— Begin SELECTED TEXT —
Note that for programs using the quick_exit() facility ( N2440, voted into the working paper at the Kona meeting), reachability-based leak detectors are arguably the only viable form of leak detection.
For a more general discussion, and the reasons to support transparent garbage collection, please see N2585 and N2310.
Change paragraph 3.9.2p3:3.7.3.3 Safely-derived pointers [basic.stc.dynamic.safety]
A traceable pointer object is:
- an object of pointer-to-object type,
- an object of an integral type that is at least as large as std::intptr_t, or
- a sequence of elements in an array of character type, where the size and alignment of the sequence match that of some pointer-to-object type.
A pointer value is a safely-derived pointer to a dynamic object only if it has pointer-to-object type and it is:
- the value returned by a call to the C++ standard library implementation of
::operator new(std::size_t)
— End SELECTED TEXT —
— Begin INFORMATION SUPPLIED —
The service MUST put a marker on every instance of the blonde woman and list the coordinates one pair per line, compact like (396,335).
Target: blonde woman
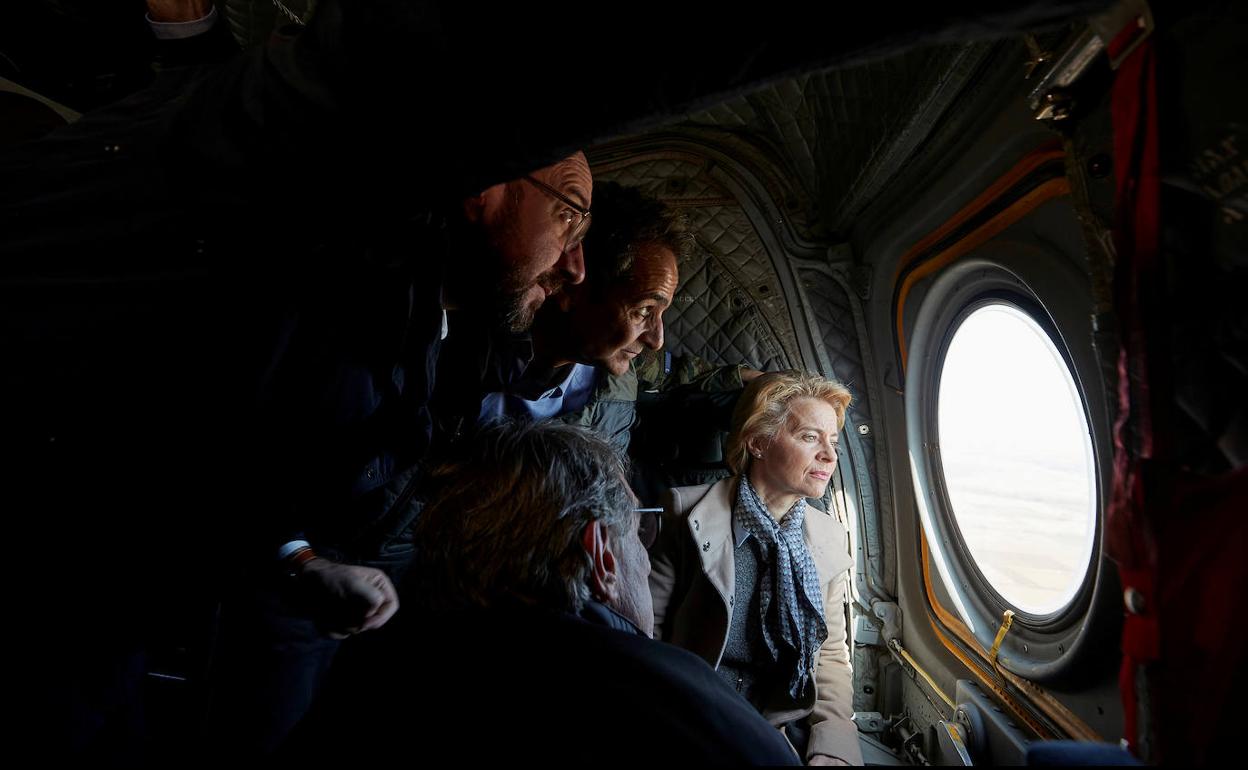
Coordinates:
(751,578)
— End INFORMATION SUPPLIED —
DIRECTIONS:
Answer these questions using the text on safely-derived pointers above:
1. Which paper introduced the quick_exit() facility, and at which meeting was it voted into the working paper?
2. How large must an object of an integral type be to count as a traceable pointer object?
3. What type must a pointer value have to be a safely-derived pointer to a dynamic object?

SOLUTION TO THIS EXERCISE:
1. N2440, at the Kona meeting.
2. At least as large as std::intptr_t.
3. Pointer-to-object type.